* begin Listed records *

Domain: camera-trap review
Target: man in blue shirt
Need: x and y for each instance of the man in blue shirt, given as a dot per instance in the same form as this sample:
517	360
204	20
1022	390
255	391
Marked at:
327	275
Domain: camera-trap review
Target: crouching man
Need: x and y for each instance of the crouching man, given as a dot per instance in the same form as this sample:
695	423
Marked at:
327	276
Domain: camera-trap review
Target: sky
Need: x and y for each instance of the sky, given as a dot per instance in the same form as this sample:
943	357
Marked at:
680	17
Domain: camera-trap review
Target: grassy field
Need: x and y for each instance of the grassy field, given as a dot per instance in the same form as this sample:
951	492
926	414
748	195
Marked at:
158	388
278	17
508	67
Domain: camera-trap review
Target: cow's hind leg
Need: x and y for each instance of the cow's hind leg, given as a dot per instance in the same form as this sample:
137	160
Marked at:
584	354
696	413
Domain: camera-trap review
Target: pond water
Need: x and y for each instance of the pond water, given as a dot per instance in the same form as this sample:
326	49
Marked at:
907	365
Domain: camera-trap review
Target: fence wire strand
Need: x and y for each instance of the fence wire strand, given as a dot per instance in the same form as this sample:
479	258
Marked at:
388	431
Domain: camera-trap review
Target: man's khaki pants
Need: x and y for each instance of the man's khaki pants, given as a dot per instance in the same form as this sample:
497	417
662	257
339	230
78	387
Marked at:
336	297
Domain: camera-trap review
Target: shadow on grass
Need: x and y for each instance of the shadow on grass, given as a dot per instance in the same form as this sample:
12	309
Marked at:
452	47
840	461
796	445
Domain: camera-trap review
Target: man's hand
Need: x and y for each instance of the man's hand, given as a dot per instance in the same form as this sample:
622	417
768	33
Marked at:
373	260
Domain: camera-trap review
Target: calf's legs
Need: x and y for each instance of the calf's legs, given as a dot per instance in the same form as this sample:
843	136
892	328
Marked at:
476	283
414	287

* end Listed records *

### Requirement
Transcribe every entry verbatim.

### Final result
Domain: camera-trap review
Target: man in blue shirt
Need: x and y for each instance of the man in blue shirt, given as a dot per instance in the same form as this sample:
517	360
204	20
1022	390
255	391
Marked at:
327	275
Domain: camera-trap review
Target: crouching man
Need: x and y for each instance of the crouching man, given as a dot per instance in the same form as this sample:
695	423
Marked at:
327	276
Domain: camera-trap review
Target: sky
Need: x and y for each instance of the sky, given as a dot per instance in the same form as this sample:
943	357
Marked at:
680	17
Domain: camera-trap review
Target: grassy field
Need: x and y for each instance of the grassy field, given as a dot per instance in the same form as this sample:
951	492
926	414
748	195
Marked at:
158	388
278	17
508	67
Domain: camera-trap review
Target: cow's hind leg
Need: x and y for each instance of the cow's hind leg, given as a dot per instance in the same form as this sample:
137	160
Marked at:
584	354
696	413
Domain: camera-trap review
Target: pond water
Need: x and y for each instance of the pond water, given as a dot per instance in the same form as this sample:
326	49
Marked at:
907	365
Domain: camera-trap review
Target: fence wire strand
Need: x and y for each instance of the fence wire strand, given as a dot per instance in the same form as this sample:
479	258
Marked at:
388	431
Domain: camera-trap review
Target: man's khaki pants
Need: x and y for each instance of the man's khaki pants, given as a dot per instance in the same form as this sample:
497	417
662	257
339	230
78	387
Marked at:
336	297
Domain: camera-trap review
Target: shadow on grass
Need: x and y for each instance of the shadow on grass, given as a dot per instance in the same form as this sample:
12	309
Marked at:
452	47
840	461
796	445
Domain: camera-trap review
Target: man's hand
Need: x and y for each instance of the man's hand, given as a dot per instance in the same form as this sample:
622	417
768	33
Marked at:
373	260
Domain: camera-trap review
Target: calf's legs
Need: x and y for each instance of the calf's legs, given as a dot per instance in the same form as this sample:
843	136
892	328
Marked at:
476	283
414	287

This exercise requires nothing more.